(Beginning of Working data)

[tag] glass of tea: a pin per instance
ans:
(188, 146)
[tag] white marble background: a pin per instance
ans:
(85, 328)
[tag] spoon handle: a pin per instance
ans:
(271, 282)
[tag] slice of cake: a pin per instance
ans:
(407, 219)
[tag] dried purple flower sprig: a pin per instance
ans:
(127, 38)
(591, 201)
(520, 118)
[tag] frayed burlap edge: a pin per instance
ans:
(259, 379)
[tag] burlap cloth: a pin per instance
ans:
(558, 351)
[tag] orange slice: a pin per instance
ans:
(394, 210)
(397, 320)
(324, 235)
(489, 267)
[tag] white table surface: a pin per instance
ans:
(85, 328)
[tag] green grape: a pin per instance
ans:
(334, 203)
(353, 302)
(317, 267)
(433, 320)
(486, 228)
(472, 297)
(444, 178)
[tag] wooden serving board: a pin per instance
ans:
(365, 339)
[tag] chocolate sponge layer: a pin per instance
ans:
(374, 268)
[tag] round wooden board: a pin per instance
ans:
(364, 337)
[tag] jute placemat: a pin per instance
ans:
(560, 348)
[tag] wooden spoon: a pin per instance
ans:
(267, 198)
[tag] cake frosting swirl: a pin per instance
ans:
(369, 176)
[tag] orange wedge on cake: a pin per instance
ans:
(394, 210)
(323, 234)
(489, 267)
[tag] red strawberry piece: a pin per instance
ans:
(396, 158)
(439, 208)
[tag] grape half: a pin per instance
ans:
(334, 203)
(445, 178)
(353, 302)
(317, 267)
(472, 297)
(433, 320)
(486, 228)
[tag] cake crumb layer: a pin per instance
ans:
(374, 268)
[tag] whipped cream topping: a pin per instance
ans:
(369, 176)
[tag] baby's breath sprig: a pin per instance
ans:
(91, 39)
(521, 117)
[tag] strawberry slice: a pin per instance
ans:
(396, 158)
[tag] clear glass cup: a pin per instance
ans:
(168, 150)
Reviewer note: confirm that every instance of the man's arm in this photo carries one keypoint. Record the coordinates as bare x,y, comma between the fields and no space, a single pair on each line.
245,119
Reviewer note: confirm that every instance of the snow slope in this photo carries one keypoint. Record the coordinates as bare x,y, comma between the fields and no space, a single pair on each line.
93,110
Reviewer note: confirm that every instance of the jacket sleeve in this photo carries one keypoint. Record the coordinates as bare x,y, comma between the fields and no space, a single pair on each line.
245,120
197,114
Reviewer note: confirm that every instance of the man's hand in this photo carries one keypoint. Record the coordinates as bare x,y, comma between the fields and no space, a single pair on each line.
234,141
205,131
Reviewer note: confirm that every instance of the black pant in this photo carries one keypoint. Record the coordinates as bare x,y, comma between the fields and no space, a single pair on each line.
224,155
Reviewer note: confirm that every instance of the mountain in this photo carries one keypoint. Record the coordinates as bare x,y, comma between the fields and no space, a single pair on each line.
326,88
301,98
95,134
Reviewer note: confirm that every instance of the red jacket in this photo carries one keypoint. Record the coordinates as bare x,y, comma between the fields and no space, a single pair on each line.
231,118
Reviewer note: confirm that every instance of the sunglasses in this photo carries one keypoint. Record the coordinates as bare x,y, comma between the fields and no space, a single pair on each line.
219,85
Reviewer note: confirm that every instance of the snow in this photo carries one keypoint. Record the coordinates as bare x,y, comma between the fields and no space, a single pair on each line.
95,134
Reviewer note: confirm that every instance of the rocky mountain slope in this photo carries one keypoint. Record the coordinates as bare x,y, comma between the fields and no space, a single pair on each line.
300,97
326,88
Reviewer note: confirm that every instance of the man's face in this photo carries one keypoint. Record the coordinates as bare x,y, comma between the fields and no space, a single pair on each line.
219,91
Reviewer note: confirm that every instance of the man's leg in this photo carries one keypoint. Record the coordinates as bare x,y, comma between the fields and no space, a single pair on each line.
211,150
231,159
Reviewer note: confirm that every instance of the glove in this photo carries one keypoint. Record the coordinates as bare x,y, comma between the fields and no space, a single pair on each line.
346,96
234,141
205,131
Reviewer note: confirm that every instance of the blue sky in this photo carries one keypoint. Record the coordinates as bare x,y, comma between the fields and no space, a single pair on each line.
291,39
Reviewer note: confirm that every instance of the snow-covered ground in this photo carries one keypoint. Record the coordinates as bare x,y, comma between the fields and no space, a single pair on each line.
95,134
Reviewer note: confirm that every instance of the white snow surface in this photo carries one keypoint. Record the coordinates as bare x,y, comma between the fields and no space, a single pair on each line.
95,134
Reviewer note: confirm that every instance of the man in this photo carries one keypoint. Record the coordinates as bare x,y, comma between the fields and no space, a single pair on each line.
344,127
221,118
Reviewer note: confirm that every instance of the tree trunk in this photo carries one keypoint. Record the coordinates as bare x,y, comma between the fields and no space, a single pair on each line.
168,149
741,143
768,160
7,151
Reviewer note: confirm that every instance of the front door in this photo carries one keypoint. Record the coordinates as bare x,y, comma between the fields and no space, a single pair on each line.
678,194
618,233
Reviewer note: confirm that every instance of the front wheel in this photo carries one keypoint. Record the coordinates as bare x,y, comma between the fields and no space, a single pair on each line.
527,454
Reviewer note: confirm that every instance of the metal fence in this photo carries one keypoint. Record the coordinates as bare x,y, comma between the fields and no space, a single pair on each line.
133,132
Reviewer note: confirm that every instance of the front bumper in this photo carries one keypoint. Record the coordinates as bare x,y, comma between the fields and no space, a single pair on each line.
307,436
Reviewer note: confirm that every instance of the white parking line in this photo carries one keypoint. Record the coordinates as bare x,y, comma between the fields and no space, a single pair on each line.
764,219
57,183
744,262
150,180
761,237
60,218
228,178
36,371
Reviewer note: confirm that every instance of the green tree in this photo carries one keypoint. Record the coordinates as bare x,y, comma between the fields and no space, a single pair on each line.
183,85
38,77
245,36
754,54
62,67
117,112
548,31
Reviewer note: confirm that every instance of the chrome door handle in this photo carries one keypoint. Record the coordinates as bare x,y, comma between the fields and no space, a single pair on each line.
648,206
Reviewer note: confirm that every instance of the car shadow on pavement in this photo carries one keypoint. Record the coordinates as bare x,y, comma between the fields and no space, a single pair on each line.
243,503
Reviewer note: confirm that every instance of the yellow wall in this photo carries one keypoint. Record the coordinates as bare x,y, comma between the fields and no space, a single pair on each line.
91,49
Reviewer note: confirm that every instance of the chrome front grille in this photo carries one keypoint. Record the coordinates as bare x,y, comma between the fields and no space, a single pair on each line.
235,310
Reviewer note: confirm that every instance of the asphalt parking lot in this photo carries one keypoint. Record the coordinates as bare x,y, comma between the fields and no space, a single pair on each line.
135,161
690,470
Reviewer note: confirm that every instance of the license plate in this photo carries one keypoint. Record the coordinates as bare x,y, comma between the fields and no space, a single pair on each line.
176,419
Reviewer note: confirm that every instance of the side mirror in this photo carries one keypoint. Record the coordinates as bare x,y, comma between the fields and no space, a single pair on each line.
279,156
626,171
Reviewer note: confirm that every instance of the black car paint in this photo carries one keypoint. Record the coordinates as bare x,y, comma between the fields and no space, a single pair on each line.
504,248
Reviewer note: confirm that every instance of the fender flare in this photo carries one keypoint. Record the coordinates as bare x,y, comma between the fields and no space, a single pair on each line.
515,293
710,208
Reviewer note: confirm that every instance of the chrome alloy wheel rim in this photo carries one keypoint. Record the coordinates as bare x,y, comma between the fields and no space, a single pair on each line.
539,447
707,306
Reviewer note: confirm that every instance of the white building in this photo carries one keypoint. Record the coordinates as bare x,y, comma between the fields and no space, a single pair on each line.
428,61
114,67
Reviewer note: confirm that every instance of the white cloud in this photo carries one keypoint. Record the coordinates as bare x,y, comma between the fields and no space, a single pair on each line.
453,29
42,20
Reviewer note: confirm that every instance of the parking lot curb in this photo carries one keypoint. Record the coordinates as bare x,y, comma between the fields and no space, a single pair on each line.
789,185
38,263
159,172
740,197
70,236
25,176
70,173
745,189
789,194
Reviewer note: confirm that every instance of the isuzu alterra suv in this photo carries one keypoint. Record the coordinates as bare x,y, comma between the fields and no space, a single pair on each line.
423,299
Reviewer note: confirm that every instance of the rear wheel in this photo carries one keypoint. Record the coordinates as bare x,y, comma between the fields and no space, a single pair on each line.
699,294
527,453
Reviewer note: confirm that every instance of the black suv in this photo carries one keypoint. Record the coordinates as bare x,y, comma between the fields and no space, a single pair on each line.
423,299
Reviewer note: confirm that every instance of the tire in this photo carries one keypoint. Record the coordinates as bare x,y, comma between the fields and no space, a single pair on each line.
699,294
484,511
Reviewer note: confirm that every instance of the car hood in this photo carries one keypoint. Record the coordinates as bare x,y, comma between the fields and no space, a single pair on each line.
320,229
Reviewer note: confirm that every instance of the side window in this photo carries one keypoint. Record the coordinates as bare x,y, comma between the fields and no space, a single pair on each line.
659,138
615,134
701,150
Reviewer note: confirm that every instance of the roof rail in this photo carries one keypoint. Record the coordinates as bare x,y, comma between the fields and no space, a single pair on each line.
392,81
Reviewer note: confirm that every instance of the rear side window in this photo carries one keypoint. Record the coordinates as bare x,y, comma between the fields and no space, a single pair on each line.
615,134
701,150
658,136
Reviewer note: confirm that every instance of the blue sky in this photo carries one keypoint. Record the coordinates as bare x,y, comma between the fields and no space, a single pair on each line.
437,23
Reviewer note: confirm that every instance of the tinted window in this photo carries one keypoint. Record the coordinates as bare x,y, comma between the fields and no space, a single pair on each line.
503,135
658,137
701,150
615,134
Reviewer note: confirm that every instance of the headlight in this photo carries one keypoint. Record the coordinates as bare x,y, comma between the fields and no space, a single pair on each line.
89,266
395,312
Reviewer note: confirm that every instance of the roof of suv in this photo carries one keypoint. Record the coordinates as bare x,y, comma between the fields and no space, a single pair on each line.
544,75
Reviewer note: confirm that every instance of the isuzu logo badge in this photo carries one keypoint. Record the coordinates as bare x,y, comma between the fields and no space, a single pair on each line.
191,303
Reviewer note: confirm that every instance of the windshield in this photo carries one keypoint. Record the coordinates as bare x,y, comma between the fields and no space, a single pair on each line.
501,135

(End of Working data)

Required action -> Look for the word "strawberry". Copy out every line of the data that has it.

Exercise result ->
[tag] red strawberry piece: a pin per instance
[tag] strawberry slice: a pin per instance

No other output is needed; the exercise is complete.